* PASSAGE FOURNI *
Mesdames, Messieurs,
De très sanglants événements
se sont déroulés au Cameroun entre 1955 et
1970, c'est-à-dire pendant quinze ans. Il convient
d'abord de cerner leur contexte dans le cadre de la très
mal nommée décolonisation française.
La guerre d'Indochine dont les figures de
proue, Ho Chi Minh, Vo Nguyen Giap, avaient fait rêver
les Africains, et même suscité des émules
au Cameroun, s'est terminée en 1954, par Dien-Bien-Phu,
une bérézina asiatique. Novembre de cette même
année 1954 sonne les débuts de la guerre d'Algérie,
et son interminable cortège d'atrocités, qui
vont durer jusqu'à
1962. Cette période historique est une sorte de paroxysme
dans l'histoire coloniale de la France.
Le malheur de la guerre de libération
du Cameroun est sans doute à la fois de couvrir cette
période paroxystique et en même temps de la
déborder largement., de telle sorte qu'elle est passée
quasi inaperçue de la communauté internationale.
En effet, de 1954 à 1962, l'attention
du monde, et en particulier des Français, est totalement
confisquée par le fracas massif des guerres qui se
succèdent de l'Indochine au Maghreb. Les soubresauts
africains sont trop disparates, trop dispersés pour
retenir les esprits. D'ailleurs les indépendances
nominales, accordées dès 1960 aux bons petits élèves
gaulliens de ces colonies, les futurs dictateurs, comblent
définitivement la bonne conscience des rares fractions
inquiètes du peuple français.

* DONNÉES FOURNIES *

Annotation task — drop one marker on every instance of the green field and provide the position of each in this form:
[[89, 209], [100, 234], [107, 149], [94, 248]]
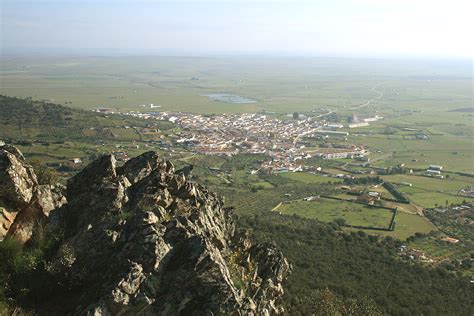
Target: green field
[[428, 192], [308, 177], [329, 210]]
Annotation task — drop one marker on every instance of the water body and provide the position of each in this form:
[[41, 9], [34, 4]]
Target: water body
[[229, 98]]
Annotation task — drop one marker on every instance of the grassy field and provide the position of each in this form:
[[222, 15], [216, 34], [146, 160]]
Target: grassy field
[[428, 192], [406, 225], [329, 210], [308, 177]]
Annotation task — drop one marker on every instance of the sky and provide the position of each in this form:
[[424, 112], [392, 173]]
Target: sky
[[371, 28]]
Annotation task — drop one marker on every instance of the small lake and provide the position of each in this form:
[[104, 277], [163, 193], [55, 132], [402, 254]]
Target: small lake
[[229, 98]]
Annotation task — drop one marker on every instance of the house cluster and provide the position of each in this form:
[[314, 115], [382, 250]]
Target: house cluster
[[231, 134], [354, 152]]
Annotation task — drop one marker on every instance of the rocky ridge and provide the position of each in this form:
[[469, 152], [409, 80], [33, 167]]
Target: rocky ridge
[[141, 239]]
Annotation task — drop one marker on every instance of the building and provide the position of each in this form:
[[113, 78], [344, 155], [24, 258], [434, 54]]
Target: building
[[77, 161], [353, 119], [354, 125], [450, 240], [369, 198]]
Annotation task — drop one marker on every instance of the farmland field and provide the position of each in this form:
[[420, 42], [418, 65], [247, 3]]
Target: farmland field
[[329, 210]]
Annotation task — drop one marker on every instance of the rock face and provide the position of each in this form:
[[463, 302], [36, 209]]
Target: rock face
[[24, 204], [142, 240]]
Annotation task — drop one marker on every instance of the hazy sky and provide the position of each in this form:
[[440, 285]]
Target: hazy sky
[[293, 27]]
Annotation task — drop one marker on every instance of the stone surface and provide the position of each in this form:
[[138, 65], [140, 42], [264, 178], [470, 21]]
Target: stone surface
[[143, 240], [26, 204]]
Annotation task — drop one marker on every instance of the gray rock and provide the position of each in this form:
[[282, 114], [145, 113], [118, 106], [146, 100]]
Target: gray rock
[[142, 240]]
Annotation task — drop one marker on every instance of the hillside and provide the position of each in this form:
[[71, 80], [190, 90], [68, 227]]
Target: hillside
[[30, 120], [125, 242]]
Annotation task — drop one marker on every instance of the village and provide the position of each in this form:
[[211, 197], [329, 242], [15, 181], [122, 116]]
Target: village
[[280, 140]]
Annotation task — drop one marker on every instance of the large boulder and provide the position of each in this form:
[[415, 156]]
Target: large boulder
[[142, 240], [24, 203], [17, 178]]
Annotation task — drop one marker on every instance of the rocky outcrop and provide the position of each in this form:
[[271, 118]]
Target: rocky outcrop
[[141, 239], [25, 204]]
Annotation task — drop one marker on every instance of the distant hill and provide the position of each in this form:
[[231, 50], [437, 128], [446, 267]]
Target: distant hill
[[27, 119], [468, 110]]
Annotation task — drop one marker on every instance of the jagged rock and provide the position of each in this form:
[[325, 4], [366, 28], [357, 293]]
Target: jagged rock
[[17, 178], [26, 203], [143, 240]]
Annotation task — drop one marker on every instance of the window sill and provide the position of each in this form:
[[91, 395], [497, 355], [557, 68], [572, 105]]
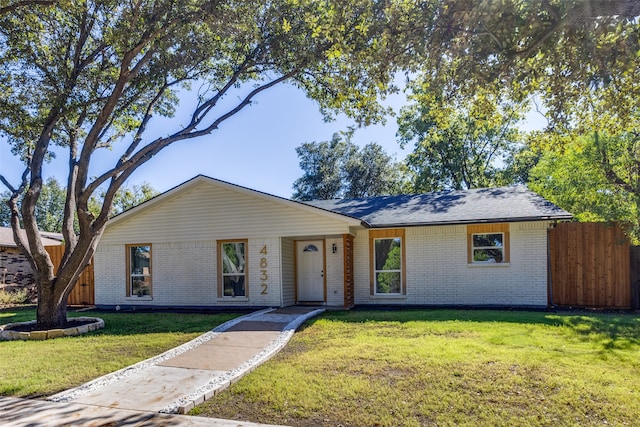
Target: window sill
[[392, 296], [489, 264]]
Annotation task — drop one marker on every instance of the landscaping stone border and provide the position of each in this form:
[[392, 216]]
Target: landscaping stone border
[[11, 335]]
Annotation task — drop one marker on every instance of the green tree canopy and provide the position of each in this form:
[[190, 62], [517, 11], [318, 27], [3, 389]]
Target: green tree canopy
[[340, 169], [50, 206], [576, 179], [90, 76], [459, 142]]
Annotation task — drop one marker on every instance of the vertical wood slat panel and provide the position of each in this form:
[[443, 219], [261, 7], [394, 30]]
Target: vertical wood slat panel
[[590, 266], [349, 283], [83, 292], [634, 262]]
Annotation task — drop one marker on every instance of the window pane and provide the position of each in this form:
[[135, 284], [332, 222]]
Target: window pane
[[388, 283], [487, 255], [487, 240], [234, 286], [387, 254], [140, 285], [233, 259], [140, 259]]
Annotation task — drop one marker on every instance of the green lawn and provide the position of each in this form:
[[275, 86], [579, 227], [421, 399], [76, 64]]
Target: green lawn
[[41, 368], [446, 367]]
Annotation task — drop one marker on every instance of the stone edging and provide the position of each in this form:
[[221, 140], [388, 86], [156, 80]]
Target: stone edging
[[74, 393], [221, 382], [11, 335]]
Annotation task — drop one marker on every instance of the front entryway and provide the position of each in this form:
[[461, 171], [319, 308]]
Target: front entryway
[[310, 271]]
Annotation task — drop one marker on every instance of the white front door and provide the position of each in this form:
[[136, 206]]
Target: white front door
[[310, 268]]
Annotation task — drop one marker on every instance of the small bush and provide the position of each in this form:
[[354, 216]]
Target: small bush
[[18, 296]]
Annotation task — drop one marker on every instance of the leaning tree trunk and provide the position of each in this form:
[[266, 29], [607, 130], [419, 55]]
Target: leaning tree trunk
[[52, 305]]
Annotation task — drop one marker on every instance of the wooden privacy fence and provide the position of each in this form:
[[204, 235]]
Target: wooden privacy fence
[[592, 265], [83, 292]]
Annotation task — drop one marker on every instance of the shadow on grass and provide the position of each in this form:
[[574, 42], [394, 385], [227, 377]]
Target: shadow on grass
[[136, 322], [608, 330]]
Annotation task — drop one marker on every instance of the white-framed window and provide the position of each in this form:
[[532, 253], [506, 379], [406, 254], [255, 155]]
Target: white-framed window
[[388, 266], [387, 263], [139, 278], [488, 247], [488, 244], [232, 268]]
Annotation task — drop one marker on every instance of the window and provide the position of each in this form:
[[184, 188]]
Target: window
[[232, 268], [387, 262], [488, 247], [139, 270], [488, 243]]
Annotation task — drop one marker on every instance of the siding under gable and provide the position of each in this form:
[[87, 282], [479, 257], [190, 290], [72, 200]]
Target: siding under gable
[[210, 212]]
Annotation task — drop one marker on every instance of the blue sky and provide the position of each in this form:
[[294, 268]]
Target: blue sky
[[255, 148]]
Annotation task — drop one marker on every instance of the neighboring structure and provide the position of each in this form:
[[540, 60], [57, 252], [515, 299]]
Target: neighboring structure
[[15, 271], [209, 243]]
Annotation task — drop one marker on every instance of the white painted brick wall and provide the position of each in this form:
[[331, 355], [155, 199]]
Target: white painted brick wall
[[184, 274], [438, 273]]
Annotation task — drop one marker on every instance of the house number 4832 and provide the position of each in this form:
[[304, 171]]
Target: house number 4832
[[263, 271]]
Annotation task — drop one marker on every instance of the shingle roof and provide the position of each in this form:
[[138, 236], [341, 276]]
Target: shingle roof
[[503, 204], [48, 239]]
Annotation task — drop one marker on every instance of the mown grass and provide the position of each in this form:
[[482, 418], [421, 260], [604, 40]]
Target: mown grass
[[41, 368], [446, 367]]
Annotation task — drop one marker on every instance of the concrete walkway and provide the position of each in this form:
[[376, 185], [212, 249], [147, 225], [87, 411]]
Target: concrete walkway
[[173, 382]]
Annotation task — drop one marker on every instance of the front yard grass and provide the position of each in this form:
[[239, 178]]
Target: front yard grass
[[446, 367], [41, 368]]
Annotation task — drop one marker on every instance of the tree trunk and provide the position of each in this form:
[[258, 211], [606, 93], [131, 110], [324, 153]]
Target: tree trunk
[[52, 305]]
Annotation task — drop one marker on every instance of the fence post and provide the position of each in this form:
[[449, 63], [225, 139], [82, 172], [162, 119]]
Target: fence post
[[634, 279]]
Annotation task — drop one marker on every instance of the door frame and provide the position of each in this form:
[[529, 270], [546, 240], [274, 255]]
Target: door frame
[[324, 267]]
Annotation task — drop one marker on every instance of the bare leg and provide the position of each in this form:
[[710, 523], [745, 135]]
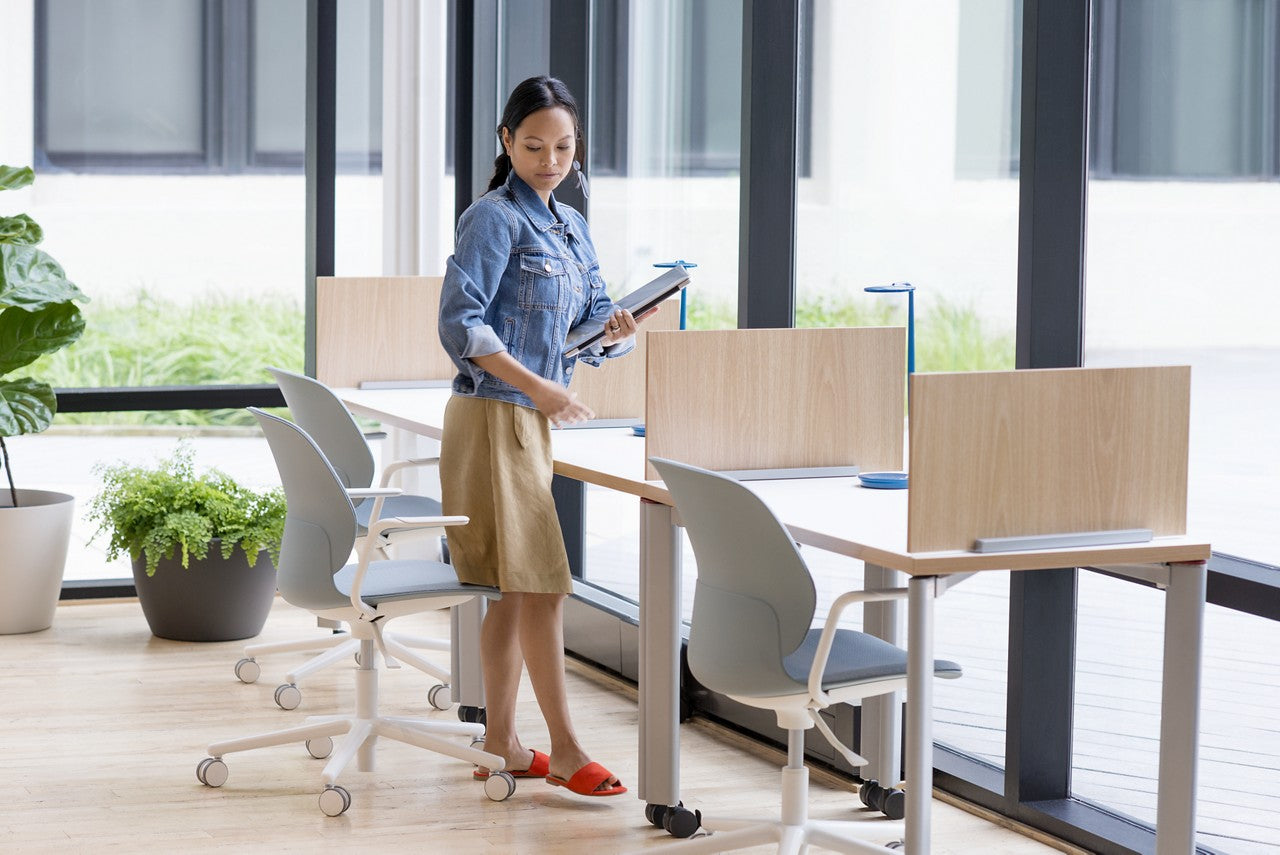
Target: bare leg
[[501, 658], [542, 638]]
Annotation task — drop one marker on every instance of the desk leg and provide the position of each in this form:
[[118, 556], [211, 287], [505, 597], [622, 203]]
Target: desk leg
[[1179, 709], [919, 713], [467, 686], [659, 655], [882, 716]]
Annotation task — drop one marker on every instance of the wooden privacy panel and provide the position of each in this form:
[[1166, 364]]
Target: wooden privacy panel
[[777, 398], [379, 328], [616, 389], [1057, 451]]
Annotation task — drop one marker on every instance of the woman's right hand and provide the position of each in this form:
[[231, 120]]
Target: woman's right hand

* CONSIGNE DONNÉE A *
Recopiez sans aucune modification la partie du texte sur la guerre du Cameroun qui commence par les mots contenant « Le malheur de » et se termine par « la communauté internationale. ».
* CONSIGNE DONNÉE B *
Dans les enregistrements, réécrivez les lignes allant de celle qui contient « of the white-framed » jusqu'à celle qui contient « [[210, 212]] », toutes deux comprises, en substituant « pin » à « marker » sans rien changer d'autre. Ne donnez que ces lignes.

* RÉPONSE COMPLÈTE A *
Le malheur de la guerre de libération
du Cameroun est sans doute à la fois de couvrir cette
période paroxystique et en même temps de la
déborder largement., de telle sorte qu'elle est passée
quasi inaperçue de la communauté internationale.

* RÉPONSE COMPLÈTE B *
Annotation task — drop one pin on every instance of the white-framed window and provide the position of each in this form:
[[532, 253], [506, 379], [406, 254], [255, 155]]
Target: white-framed window
[[388, 266], [387, 263], [139, 278], [488, 247], [488, 244], [232, 268]]
Annotation task — drop one pin on every instance of the window and provide the position of each in this form:
[[184, 188]]
Target: window
[[232, 268], [387, 262], [488, 247], [139, 270], [488, 243]]
Annotation task — drop one pin on every instance of the siding under gable and provide the position of each in this form:
[[87, 282], [479, 257], [190, 290], [72, 200]]
Target: siding under gable
[[210, 212]]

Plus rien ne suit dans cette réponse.